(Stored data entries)
%%

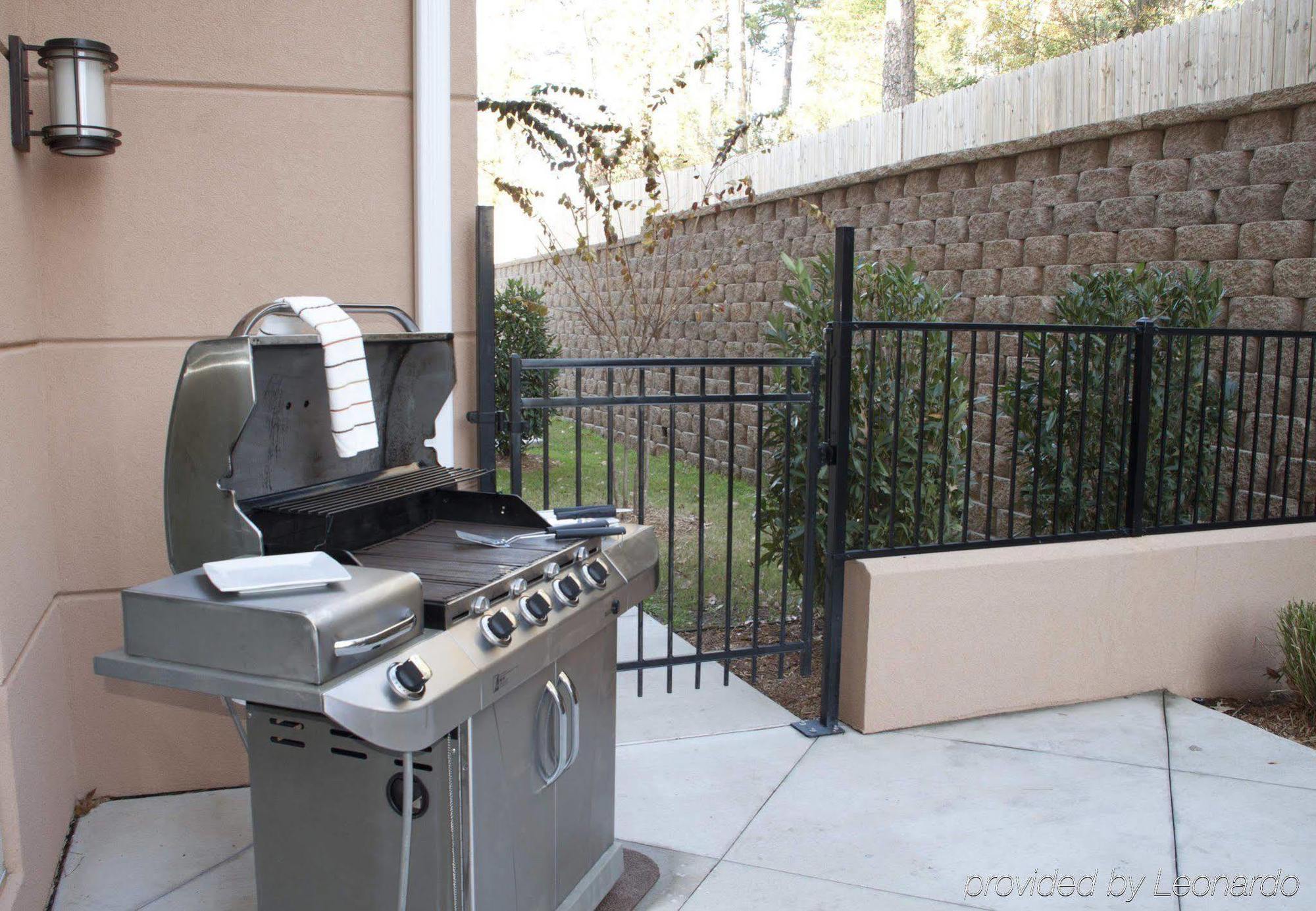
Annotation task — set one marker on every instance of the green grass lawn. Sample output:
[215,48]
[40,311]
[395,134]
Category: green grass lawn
[685,570]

%%

Can you format the lines of the data above as a numbered list, skipping blank lines and leaving out the pictures?

1. Annotation task — set one marker on every instance of the green grass lawn. Sample output:
2. [215,48]
3. [40,311]
4. [395,134]
5. Category: green grass lawn
6. [685,570]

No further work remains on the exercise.